[WHAT THE TASK REQUIRES]
Pick out each line of the data below that includes the word "table", copying those lines in full.

++++ DATASET

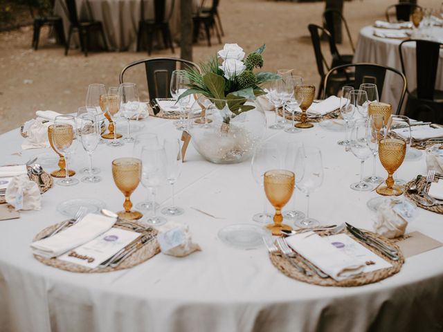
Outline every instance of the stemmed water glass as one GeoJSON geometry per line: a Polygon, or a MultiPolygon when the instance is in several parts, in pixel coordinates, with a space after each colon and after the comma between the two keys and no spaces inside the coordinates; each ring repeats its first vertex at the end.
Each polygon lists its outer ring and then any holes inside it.
{"type": "Polygon", "coordinates": [[[304,156],[305,174],[300,181],[296,182],[296,186],[303,192],[307,199],[306,217],[297,220],[295,225],[298,227],[314,227],[318,221],[309,217],[309,197],[323,183],[323,165],[321,151],[316,147],[305,147],[304,156]]]}
{"type": "Polygon", "coordinates": [[[179,100],[179,97],[188,90],[189,80],[185,76],[183,71],[174,71],[171,75],[170,92],[174,99],[177,100],[180,106],[180,120],[174,122],[178,130],[185,130],[186,129],[186,107],[190,101],[190,95],[182,97],[179,100]]]}
{"type": "Polygon", "coordinates": [[[368,120],[356,120],[351,131],[350,147],[354,156],[360,160],[360,182],[352,183],[350,187],[359,192],[368,191],[372,189],[372,186],[365,183],[363,178],[365,160],[372,154],[369,144],[370,136],[368,120]]]}
{"type": "Polygon", "coordinates": [[[100,140],[100,124],[98,118],[96,114],[84,113],[78,118],[79,124],[78,133],[80,136],[83,149],[88,154],[89,157],[89,167],[87,172],[88,175],[82,178],[82,182],[87,183],[95,183],[100,182],[102,178],[94,175],[97,172],[97,169],[92,167],[92,154],[93,154],[100,140]]]}
{"type": "Polygon", "coordinates": [[[145,221],[152,225],[160,225],[166,223],[165,217],[157,216],[155,196],[159,187],[166,182],[166,156],[165,149],[160,146],[144,147],[141,151],[143,163],[141,181],[145,187],[150,188],[152,193],[152,215],[145,221]]]}
{"type": "Polygon", "coordinates": [[[118,94],[120,95],[121,113],[127,121],[127,133],[123,140],[132,142],[134,138],[131,136],[130,120],[140,112],[137,86],[135,83],[122,83],[118,87],[118,94]]]}
{"type": "Polygon", "coordinates": [[[345,120],[345,139],[337,142],[338,145],[347,145],[347,131],[349,130],[349,122],[354,118],[355,108],[351,104],[351,91],[354,90],[352,86],[345,86],[341,88],[341,95],[340,96],[340,113],[345,120]]]}
{"type": "Polygon", "coordinates": [[[121,147],[125,143],[117,140],[117,118],[120,116],[120,100],[118,88],[111,87],[106,96],[107,111],[114,123],[114,140],[108,142],[110,147],[121,147]]]}
{"type": "Polygon", "coordinates": [[[166,154],[166,180],[172,188],[172,206],[162,209],[161,213],[168,216],[179,216],[184,210],[175,206],[174,187],[181,172],[181,145],[180,140],[166,139],[163,142],[166,154]]]}
{"type": "MultiPolygon", "coordinates": [[[[64,158],[66,169],[69,169],[69,158],[77,148],[78,142],[77,133],[77,122],[75,117],[73,116],[55,117],[51,135],[53,147],[64,158]]],[[[65,178],[57,181],[57,184],[64,186],[74,185],[78,183],[78,179],[69,177],[69,172],[65,172],[65,178]]]]}
{"type": "MultiPolygon", "coordinates": [[[[301,142],[289,142],[286,145],[284,169],[291,171],[296,176],[295,182],[300,181],[305,174],[305,150],[301,142]]],[[[295,185],[295,183],[294,183],[295,185]]],[[[292,195],[292,210],[283,212],[285,219],[296,221],[305,218],[305,214],[296,210],[296,195],[292,195]]]]}
{"type": "MultiPolygon", "coordinates": [[[[264,142],[257,147],[251,161],[251,171],[254,180],[260,185],[264,185],[264,172],[280,168],[280,156],[278,146],[274,143],[264,142]]],[[[272,215],[266,212],[266,197],[263,198],[263,212],[257,213],[253,220],[261,223],[268,223],[272,215]]]]}

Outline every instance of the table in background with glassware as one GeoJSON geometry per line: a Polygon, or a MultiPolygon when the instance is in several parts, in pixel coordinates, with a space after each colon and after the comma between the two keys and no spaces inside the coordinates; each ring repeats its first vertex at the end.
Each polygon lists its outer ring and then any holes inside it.
{"type": "MultiPolygon", "coordinates": [[[[274,113],[266,111],[266,116],[271,123],[274,113]]],[[[153,133],[161,141],[179,139],[181,135],[172,120],[152,117],[143,122],[144,129],[134,135],[153,133]]],[[[314,124],[314,128],[296,134],[267,130],[265,140],[282,151],[288,142],[298,141],[321,151],[323,183],[310,198],[310,217],[321,224],[347,221],[370,230],[374,215],[366,203],[378,195],[374,191],[350,188],[351,183],[359,180],[359,162],[336,144],[343,136],[343,131],[328,131],[314,124]]],[[[53,154],[55,162],[52,168],[45,165],[45,169],[57,168],[57,156],[51,148],[26,150],[21,156],[13,154],[20,150],[21,140],[18,129],[0,136],[2,163],[26,162],[32,156],[46,153],[53,154]]],[[[101,169],[100,182],[55,185],[42,196],[41,211],[22,212],[19,219],[0,221],[0,307],[6,308],[0,311],[0,322],[3,326],[15,331],[51,331],[54,326],[69,331],[73,326],[78,330],[107,332],[122,328],[225,331],[253,331],[260,322],[266,331],[320,326],[330,331],[364,331],[370,326],[416,331],[431,329],[441,321],[443,266],[436,262],[442,248],[408,258],[399,273],[381,282],[336,288],[285,277],[270,263],[262,246],[244,250],[225,244],[217,234],[226,226],[261,225],[252,216],[263,208],[263,188],[251,175],[250,160],[234,165],[208,163],[191,145],[175,184],[176,201],[184,213],[166,218],[188,224],[201,252],[183,259],[160,254],[130,270],[100,274],[68,273],[35,260],[29,244],[42,229],[66,219],[56,210],[60,203],[89,198],[103,201],[109,210],[121,210],[123,197],[114,183],[111,163],[132,156],[132,149],[133,143],[118,147],[98,145],[93,158],[94,166],[101,169]],[[392,308],[399,308],[395,315],[392,308]],[[325,311],[329,314],[325,315],[325,311]]],[[[78,171],[88,166],[88,154],[79,145],[69,161],[69,168],[78,171]]],[[[377,174],[386,178],[378,158],[377,162],[377,174]]],[[[426,174],[424,158],[405,161],[399,172],[405,179],[418,172],[426,174]]],[[[171,203],[168,187],[158,188],[156,201],[162,207],[171,203]]],[[[293,195],[295,208],[305,212],[306,196],[298,189],[293,195]]],[[[145,198],[145,190],[139,185],[131,201],[136,203],[145,198]]],[[[292,208],[289,203],[283,211],[292,208]]],[[[269,204],[267,210],[272,211],[269,204]]],[[[443,241],[441,219],[440,214],[419,210],[408,231],[419,230],[443,241]]],[[[290,225],[293,225],[292,222],[290,225]]]]}

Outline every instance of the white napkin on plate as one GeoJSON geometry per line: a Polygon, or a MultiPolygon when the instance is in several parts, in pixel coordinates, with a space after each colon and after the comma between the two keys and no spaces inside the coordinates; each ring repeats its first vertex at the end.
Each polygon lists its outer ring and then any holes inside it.
{"type": "Polygon", "coordinates": [[[295,251],[336,280],[344,280],[363,272],[364,262],[351,257],[313,232],[286,238],[295,251]]]}
{"type": "Polygon", "coordinates": [[[340,98],[336,95],[331,95],[325,100],[312,104],[308,109],[308,111],[311,111],[324,116],[340,108],[340,98]]]}
{"type": "Polygon", "coordinates": [[[109,230],[115,222],[115,218],[89,214],[55,235],[33,242],[30,247],[35,255],[46,258],[56,257],[95,239],[109,230]]]}
{"type": "Polygon", "coordinates": [[[428,194],[435,199],[443,201],[443,180],[433,182],[429,187],[428,194]]]}

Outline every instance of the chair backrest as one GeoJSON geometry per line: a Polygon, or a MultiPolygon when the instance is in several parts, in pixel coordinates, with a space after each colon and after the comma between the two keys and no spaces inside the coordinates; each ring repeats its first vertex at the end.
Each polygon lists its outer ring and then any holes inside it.
{"type": "MultiPolygon", "coordinates": [[[[417,97],[419,99],[433,100],[435,91],[437,68],[440,58],[440,48],[443,44],[422,39],[404,40],[399,45],[401,71],[406,75],[403,46],[407,43],[415,43],[417,97]]],[[[410,91],[408,91],[408,93],[410,91]]]]}
{"type": "Polygon", "coordinates": [[[395,8],[395,18],[397,21],[409,21],[409,17],[415,8],[420,8],[422,7],[415,3],[409,3],[407,2],[403,2],[401,3],[395,3],[390,5],[386,8],[385,15],[386,16],[386,21],[390,21],[390,12],[392,8],[395,8]]]}
{"type": "Polygon", "coordinates": [[[323,24],[327,29],[327,30],[331,33],[331,36],[332,36],[332,39],[334,39],[334,42],[336,44],[337,39],[335,35],[335,26],[336,25],[341,25],[341,22],[345,24],[345,28],[346,29],[346,33],[347,35],[347,39],[351,44],[351,47],[352,48],[352,52],[355,52],[355,48],[354,47],[354,43],[352,42],[352,37],[351,37],[351,33],[349,30],[349,26],[347,26],[347,22],[343,14],[340,10],[337,10],[336,9],[327,9],[323,12],[323,24]]]}
{"type": "MultiPolygon", "coordinates": [[[[381,94],[383,93],[386,72],[389,71],[393,73],[396,76],[399,77],[403,83],[403,87],[401,93],[399,98],[399,104],[397,108],[396,114],[398,114],[400,112],[404,95],[406,93],[406,77],[395,68],[388,67],[381,64],[365,63],[349,64],[338,66],[332,68],[325,76],[325,80],[323,80],[323,91],[327,91],[326,89],[327,88],[329,79],[332,75],[338,71],[347,71],[347,69],[352,68],[355,69],[354,76],[354,80],[351,81],[350,79],[348,82],[343,82],[343,85],[352,85],[355,89],[359,89],[360,84],[362,83],[374,83],[377,85],[377,89],[379,92],[379,98],[380,100],[381,100],[381,94]]],[[[323,96],[323,98],[325,97],[326,96],[323,96]]]]}
{"type": "Polygon", "coordinates": [[[123,83],[125,72],[137,65],[145,66],[147,91],[150,99],[170,98],[170,82],[172,71],[177,69],[193,68],[201,72],[197,64],[174,57],[154,57],[136,61],[126,66],[120,74],[120,83],[123,83]]]}

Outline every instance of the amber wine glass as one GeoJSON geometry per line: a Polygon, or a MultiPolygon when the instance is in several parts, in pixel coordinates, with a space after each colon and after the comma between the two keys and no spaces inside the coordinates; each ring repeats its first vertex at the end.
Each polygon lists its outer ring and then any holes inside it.
{"type": "Polygon", "coordinates": [[[117,212],[123,219],[139,219],[143,215],[132,211],[131,194],[140,183],[141,160],[136,158],[119,158],[112,161],[112,176],[116,185],[125,195],[125,211],[117,212]]]}
{"type": "Polygon", "coordinates": [[[380,186],[377,192],[383,196],[399,196],[403,190],[394,185],[392,174],[400,167],[406,154],[406,142],[397,138],[385,138],[380,140],[379,156],[381,165],[388,172],[386,185],[380,186]]]}
{"type": "Polygon", "coordinates": [[[314,96],[316,94],[316,87],[314,85],[298,85],[294,91],[296,98],[302,100],[300,108],[302,109],[301,122],[297,122],[297,128],[311,128],[314,127],[310,122],[306,122],[307,116],[306,111],[312,104],[314,96]]]}
{"type": "Polygon", "coordinates": [[[273,169],[264,173],[264,192],[268,200],[275,209],[273,224],[268,224],[266,228],[273,235],[280,235],[280,230],[291,230],[289,225],[282,223],[283,216],[282,209],[291,199],[295,183],[296,176],[291,171],[285,169],[273,169]]]}

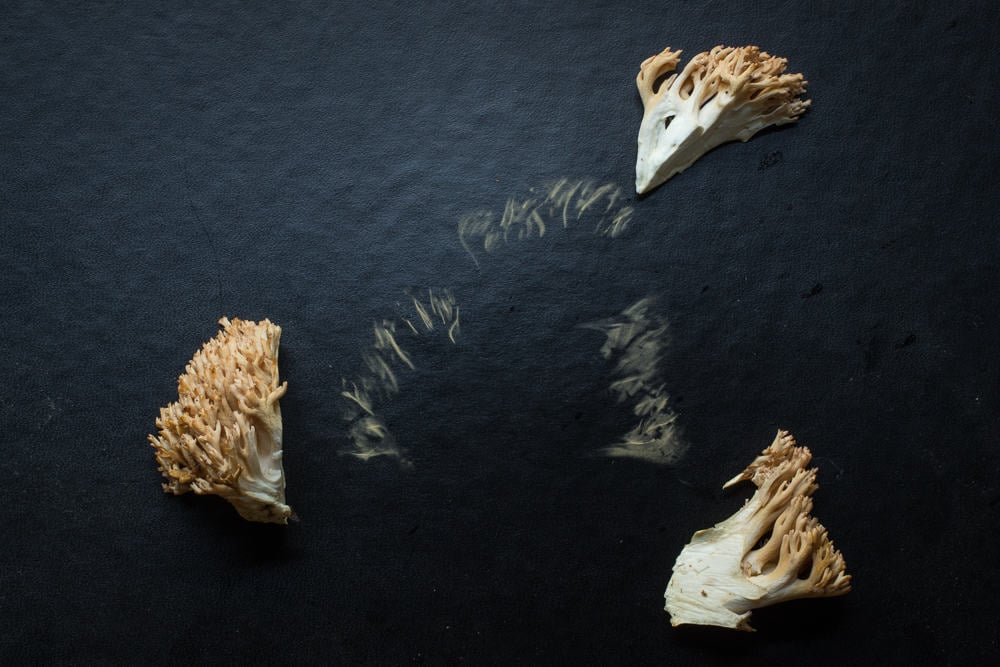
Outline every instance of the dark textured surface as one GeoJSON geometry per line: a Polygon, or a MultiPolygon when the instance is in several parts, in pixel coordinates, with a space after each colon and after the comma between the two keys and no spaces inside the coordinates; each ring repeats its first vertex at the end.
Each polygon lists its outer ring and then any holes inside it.
{"type": "Polygon", "coordinates": [[[1000,651],[997,5],[502,4],[4,4],[0,662],[1000,651]],[[639,62],[717,43],[788,57],[812,110],[629,195],[639,62]],[[477,268],[460,216],[566,176],[631,230],[477,268]],[[408,287],[462,336],[385,405],[412,468],[357,461],[341,378],[408,287]],[[593,456],[629,415],[576,325],[646,296],[672,468],[593,456]],[[284,329],[300,524],[160,491],[145,436],[221,315],[284,329]],[[673,559],[779,425],[854,592],[670,628],[673,559]]]}

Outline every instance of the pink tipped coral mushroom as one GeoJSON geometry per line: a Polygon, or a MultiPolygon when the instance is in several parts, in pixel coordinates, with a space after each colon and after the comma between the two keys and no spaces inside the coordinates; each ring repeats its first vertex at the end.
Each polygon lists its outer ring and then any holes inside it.
{"type": "Polygon", "coordinates": [[[278,384],[281,327],[219,320],[222,331],[188,363],[178,400],[160,409],[149,436],[163,490],[225,498],[244,519],[288,523],[281,464],[278,384]]]}
{"type": "MultiPolygon", "coordinates": [[[[851,590],[844,558],[816,519],[812,454],[787,431],[725,487],[757,485],[733,516],[699,530],[684,547],[664,594],[672,625],[718,625],[751,630],[750,612],[797,598],[832,597],[851,590]]],[[[724,487],[724,488],[725,488],[724,487]]]]}

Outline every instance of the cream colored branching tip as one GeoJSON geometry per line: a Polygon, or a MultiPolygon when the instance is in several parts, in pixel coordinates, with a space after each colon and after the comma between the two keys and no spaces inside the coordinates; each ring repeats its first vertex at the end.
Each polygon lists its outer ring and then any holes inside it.
{"type": "Polygon", "coordinates": [[[716,46],[676,73],[680,56],[667,48],[639,66],[635,83],[643,115],[635,189],[640,194],[720,144],[747,141],[765,127],[798,120],[810,104],[800,99],[808,83],[802,75],[786,74],[785,58],[756,46],[716,46]]]}
{"type": "Polygon", "coordinates": [[[664,594],[672,625],[752,630],[753,609],[851,590],[844,557],[812,510],[818,488],[812,454],[787,431],[723,488],[744,480],[757,491],[733,516],[699,530],[681,550],[664,594]]]}
{"type": "Polygon", "coordinates": [[[225,498],[244,519],[288,523],[281,464],[278,384],[281,327],[269,320],[219,320],[177,381],[178,400],[160,409],[149,436],[166,493],[225,498]]]}

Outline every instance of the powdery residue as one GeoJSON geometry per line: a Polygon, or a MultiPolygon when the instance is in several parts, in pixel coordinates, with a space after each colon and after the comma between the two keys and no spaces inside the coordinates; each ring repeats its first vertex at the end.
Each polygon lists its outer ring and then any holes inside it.
{"type": "Polygon", "coordinates": [[[344,453],[362,461],[387,456],[401,465],[411,465],[378,412],[379,405],[399,393],[397,373],[416,368],[400,337],[423,336],[440,328],[449,341],[457,343],[459,307],[449,290],[427,289],[419,295],[411,294],[410,299],[413,315],[376,322],[373,341],[361,353],[361,369],[353,378],[341,381],[342,414],[349,424],[351,440],[351,447],[344,453]]]}
{"type": "Polygon", "coordinates": [[[459,220],[458,238],[478,265],[474,248],[492,253],[512,240],[542,238],[551,227],[568,229],[588,222],[594,234],[615,238],[631,221],[632,207],[623,205],[619,186],[561,178],[531,188],[525,198],[509,198],[499,218],[491,210],[469,213],[459,220]]]}
{"type": "Polygon", "coordinates": [[[621,440],[602,452],[673,464],[688,446],[660,375],[662,353],[670,342],[669,326],[653,305],[652,298],[641,299],[615,317],[582,326],[605,334],[601,356],[614,363],[611,394],[618,403],[631,404],[638,418],[621,440]]]}

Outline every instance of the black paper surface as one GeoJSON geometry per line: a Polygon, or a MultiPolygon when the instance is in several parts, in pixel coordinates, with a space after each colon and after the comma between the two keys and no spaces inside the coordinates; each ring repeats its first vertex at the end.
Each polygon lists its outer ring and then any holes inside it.
{"type": "Polygon", "coordinates": [[[988,662],[1000,15],[877,5],[5,4],[0,662],[988,662]],[[639,63],[716,44],[812,108],[636,196],[639,63]],[[609,189],[463,246],[560,179],[609,189]],[[639,302],[671,464],[602,455],[636,417],[582,325],[639,302]],[[146,435],[223,315],[283,329],[298,524],[160,489],[146,435]],[[341,392],[387,322],[402,458],[366,461],[341,392]],[[671,628],[674,559],[779,427],[854,590],[671,628]]]}

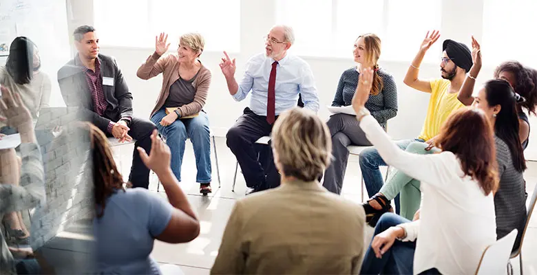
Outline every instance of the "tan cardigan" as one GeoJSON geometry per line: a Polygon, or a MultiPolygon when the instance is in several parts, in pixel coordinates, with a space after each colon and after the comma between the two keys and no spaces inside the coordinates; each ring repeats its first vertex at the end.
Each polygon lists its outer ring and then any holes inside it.
{"type": "Polygon", "coordinates": [[[364,208],[318,182],[283,183],[238,201],[211,274],[358,274],[364,208]]]}
{"type": "MultiPolygon", "coordinates": [[[[157,53],[154,53],[147,58],[136,72],[136,76],[140,78],[148,80],[162,73],[162,88],[156,101],[155,108],[151,112],[153,116],[157,111],[164,106],[164,102],[169,95],[169,87],[179,79],[179,62],[176,54],[171,54],[160,57],[157,53]]],[[[205,100],[207,99],[209,86],[211,85],[211,71],[202,64],[198,76],[192,82],[196,90],[194,101],[178,108],[181,117],[193,115],[199,113],[205,100]]]]}

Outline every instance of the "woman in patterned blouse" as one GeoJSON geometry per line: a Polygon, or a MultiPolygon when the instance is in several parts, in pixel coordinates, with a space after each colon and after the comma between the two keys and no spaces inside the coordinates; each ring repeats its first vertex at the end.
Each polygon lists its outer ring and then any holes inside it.
{"type": "MultiPolygon", "coordinates": [[[[341,74],[332,106],[350,105],[361,68],[373,67],[373,86],[366,107],[386,131],[388,120],[397,114],[397,87],[392,75],[379,68],[377,63],[381,54],[381,40],[374,34],[361,35],[355,42],[352,53],[358,65],[341,74]]],[[[323,186],[332,192],[340,194],[348,160],[347,146],[370,146],[371,144],[355,116],[336,113],[330,118],[327,124],[332,135],[334,160],[324,174],[323,186]]]]}

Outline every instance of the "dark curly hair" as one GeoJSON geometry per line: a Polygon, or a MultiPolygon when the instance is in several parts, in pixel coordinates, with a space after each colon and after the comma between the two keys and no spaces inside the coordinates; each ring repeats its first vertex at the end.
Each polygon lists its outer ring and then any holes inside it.
{"type": "Polygon", "coordinates": [[[519,102],[518,105],[525,108],[529,113],[537,115],[537,70],[524,67],[518,61],[506,61],[496,68],[494,78],[499,78],[503,72],[509,72],[516,78],[513,88],[525,100],[519,102]]]}

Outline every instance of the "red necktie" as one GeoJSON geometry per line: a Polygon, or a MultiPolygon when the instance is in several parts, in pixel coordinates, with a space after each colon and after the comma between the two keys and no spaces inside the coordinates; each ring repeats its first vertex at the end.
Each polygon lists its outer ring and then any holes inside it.
{"type": "Polygon", "coordinates": [[[272,125],[276,120],[276,95],[274,86],[276,85],[276,65],[277,61],[272,63],[271,77],[268,78],[268,97],[266,102],[266,122],[272,125]]]}

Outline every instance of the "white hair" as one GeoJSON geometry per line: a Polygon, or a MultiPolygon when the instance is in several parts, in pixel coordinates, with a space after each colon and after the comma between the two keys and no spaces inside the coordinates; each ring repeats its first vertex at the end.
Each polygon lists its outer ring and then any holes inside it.
{"type": "Polygon", "coordinates": [[[293,28],[287,25],[276,25],[272,28],[277,27],[284,29],[284,41],[285,42],[288,42],[291,45],[295,43],[295,31],[293,30],[293,28]]]}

++++++++

[EXERCISE SOLUTION]
Outline every instance of the table in background with glassware as one GeoJSON geometry per line: a Polygon, or a MultiPolygon when the instance is in several parts, in pixel coordinates, with a space after each colon and after the comma between the two keys and no spaces inside the coordinates; each ring repeats its first vertex at the end.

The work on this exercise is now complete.